▶ Given request
Update the lines starting at the one that contains "of the tripod" and ending at the one that contains "x=991 y=480" by putting "tripod foot" wherever "tripod leg" appears, with nothing else altered. Give back only those lines.
--- start of Data to use ---
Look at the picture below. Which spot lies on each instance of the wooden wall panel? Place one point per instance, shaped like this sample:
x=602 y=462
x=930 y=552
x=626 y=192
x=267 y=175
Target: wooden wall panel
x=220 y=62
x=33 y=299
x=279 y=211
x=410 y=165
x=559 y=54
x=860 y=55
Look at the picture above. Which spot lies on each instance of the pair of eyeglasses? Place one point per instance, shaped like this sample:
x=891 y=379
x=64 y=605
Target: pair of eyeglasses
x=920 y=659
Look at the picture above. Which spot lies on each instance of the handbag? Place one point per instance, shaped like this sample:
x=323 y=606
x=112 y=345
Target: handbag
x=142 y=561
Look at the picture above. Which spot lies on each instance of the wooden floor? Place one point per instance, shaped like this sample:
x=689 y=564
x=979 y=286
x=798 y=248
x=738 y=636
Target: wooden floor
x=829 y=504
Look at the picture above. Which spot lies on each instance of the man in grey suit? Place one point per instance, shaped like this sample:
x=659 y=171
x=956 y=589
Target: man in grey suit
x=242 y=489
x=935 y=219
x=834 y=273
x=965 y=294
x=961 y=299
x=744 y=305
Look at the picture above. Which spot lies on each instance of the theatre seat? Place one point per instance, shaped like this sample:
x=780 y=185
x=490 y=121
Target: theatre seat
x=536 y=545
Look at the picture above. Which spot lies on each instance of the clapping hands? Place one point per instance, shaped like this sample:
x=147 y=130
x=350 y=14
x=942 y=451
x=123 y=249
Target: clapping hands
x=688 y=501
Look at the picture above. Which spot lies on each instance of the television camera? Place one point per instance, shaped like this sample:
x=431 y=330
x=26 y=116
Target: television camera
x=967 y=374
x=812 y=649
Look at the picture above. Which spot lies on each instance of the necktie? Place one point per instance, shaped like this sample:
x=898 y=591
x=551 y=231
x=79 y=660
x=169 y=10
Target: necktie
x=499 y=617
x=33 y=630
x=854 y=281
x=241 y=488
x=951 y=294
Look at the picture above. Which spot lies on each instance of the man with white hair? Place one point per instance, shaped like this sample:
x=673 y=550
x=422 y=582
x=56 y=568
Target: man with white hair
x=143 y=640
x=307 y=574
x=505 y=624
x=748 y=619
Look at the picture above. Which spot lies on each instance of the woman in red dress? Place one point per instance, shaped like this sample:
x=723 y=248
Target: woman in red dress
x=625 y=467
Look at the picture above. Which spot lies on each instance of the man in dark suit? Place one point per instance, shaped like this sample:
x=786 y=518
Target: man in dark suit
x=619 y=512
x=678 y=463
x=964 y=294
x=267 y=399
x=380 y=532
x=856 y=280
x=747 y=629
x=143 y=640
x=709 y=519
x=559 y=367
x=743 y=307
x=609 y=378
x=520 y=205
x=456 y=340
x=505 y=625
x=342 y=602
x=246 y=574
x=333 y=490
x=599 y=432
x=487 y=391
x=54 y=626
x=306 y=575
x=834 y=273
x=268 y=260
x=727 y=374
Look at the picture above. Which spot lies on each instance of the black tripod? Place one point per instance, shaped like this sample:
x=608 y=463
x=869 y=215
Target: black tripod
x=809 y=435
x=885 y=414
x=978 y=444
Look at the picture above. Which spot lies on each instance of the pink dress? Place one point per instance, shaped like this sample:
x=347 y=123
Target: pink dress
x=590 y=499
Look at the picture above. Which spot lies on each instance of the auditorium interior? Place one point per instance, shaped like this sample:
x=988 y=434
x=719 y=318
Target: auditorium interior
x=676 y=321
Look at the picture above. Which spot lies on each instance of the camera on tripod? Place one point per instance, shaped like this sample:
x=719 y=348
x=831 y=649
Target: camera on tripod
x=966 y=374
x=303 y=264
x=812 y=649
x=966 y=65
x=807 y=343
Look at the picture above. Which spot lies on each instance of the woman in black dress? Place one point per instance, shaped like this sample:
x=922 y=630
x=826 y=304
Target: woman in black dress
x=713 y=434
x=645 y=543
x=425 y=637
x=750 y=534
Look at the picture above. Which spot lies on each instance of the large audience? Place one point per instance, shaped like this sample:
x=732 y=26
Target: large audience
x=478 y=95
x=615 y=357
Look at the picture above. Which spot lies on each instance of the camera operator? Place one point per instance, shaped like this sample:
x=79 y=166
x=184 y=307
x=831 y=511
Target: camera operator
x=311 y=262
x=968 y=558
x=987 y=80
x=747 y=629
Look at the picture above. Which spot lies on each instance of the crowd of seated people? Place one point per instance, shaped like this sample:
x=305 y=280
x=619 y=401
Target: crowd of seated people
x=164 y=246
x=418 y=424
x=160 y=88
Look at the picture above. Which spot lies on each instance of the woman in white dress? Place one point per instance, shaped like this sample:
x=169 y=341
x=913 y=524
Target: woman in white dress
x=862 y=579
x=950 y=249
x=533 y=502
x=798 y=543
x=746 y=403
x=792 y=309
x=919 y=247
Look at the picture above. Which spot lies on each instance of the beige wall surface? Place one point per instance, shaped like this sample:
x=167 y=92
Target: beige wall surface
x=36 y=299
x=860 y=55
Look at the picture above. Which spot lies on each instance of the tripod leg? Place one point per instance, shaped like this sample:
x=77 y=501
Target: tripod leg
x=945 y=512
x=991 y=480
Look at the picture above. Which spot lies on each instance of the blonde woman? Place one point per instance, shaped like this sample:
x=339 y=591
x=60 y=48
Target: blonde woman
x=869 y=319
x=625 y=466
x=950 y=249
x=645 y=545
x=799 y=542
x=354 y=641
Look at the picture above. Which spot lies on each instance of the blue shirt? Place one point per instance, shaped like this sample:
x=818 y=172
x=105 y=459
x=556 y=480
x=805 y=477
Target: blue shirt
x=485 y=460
--- end of Data to use ---
▶ Answer to the problem
Look at the picture above. Which spot lies on each instance of the tripod foot? Place one point per instance, shaped like this sample:
x=77 y=501
Target: tripod foot
x=945 y=512
x=991 y=480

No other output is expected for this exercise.